* [Given data]

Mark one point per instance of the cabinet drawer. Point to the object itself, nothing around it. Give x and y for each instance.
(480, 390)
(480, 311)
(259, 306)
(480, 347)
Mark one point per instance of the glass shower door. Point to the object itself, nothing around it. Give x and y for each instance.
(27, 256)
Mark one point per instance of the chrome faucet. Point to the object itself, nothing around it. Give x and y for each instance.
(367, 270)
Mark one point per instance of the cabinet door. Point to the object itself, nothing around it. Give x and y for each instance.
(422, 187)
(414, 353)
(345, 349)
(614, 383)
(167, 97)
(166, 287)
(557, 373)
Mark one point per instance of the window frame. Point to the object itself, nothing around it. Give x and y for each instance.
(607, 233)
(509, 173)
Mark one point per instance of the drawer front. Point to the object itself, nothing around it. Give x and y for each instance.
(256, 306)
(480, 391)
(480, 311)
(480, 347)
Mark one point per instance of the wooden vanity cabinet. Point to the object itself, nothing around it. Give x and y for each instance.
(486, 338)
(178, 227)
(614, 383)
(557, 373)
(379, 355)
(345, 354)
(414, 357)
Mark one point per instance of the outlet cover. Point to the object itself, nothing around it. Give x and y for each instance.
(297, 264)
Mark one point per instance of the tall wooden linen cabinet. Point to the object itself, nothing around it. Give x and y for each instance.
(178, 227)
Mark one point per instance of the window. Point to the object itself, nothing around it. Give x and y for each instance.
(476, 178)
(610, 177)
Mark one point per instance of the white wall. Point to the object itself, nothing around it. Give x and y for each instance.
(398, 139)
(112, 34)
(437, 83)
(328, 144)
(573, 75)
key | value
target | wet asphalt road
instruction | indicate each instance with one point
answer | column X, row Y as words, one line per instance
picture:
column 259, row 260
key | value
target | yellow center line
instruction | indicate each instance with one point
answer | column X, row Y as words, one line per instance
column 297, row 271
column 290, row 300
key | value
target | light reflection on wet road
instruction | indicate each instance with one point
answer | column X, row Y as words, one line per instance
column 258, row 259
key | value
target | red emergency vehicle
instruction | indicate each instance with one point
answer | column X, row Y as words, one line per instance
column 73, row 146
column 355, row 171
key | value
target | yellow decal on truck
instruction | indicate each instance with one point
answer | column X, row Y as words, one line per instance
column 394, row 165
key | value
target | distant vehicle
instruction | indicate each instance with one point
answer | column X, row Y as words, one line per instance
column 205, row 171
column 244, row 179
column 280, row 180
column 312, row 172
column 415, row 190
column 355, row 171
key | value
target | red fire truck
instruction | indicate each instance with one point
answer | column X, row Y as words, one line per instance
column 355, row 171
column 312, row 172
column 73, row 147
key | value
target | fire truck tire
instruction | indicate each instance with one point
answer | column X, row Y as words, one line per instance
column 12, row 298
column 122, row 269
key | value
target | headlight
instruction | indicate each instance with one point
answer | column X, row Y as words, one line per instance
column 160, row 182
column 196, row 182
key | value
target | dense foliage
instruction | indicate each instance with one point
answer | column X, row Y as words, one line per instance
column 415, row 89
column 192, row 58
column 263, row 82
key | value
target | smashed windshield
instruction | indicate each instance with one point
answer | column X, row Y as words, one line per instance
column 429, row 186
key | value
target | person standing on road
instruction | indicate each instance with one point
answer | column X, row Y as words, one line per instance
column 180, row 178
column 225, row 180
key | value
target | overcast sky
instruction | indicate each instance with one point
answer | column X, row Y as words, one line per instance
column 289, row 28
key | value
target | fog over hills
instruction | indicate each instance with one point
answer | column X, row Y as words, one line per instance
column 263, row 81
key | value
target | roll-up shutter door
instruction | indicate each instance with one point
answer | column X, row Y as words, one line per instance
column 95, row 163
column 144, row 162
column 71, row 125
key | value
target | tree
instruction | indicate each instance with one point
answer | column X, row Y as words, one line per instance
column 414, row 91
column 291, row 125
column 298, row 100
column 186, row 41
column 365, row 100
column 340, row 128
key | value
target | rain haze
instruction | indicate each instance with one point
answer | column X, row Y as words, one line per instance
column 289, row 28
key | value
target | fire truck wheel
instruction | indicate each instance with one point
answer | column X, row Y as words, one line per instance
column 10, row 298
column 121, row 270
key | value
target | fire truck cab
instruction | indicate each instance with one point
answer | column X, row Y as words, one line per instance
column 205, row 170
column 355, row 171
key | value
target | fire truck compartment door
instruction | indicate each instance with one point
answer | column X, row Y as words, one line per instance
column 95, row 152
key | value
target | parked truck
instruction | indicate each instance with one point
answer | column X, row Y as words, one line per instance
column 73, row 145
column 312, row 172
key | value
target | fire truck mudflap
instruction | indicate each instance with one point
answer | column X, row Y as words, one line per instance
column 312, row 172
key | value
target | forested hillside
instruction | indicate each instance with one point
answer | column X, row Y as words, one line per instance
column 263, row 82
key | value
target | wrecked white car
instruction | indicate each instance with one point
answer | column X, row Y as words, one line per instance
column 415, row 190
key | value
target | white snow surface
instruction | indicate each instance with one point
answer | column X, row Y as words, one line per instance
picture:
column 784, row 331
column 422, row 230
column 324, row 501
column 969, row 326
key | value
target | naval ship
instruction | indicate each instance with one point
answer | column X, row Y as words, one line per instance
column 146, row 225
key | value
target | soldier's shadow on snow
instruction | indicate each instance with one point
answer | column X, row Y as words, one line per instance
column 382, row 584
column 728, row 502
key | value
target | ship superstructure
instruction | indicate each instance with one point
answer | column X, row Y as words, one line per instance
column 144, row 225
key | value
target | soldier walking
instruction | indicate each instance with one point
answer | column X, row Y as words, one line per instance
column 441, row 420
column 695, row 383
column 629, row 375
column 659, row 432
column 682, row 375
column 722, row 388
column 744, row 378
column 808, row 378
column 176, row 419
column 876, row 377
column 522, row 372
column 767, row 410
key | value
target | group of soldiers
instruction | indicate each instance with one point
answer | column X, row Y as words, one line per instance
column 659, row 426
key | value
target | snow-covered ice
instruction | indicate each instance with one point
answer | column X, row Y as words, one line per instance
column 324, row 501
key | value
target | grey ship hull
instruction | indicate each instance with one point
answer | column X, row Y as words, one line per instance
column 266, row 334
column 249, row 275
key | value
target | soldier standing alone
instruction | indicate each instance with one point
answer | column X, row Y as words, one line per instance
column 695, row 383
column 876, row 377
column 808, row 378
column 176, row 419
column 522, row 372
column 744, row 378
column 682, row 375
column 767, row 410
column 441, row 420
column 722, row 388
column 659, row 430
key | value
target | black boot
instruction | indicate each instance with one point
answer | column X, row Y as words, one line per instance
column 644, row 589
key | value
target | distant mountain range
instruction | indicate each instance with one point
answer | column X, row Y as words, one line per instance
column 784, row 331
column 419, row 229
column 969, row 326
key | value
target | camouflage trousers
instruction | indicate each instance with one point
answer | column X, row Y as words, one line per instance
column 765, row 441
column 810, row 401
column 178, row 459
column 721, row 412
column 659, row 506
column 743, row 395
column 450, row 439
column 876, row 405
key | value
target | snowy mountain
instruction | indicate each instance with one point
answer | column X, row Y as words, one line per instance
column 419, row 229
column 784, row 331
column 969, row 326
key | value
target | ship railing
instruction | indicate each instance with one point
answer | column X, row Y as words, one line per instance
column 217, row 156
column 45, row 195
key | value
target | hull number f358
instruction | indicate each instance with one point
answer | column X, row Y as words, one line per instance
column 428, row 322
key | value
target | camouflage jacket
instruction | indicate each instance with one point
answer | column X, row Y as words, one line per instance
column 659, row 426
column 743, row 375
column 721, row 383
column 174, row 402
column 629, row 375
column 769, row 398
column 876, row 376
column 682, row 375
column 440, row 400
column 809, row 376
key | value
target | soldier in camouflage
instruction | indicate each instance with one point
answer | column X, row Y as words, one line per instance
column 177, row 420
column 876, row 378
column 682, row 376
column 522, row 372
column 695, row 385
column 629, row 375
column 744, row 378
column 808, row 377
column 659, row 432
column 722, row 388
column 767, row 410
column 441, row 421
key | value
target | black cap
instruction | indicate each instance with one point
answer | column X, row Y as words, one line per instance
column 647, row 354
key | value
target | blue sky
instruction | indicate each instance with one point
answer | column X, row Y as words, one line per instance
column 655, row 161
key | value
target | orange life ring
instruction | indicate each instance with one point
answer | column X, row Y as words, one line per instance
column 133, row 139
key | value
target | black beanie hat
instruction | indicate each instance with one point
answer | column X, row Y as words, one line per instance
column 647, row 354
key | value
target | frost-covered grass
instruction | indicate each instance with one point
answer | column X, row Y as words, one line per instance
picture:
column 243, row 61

* [Work instructions]
Locate each line of the listing above that contains the string "hull" and copy those lines out. Treat uppercase and lowercase letters as different.

* [Full response]
target | grey ship hull
target | hull number f358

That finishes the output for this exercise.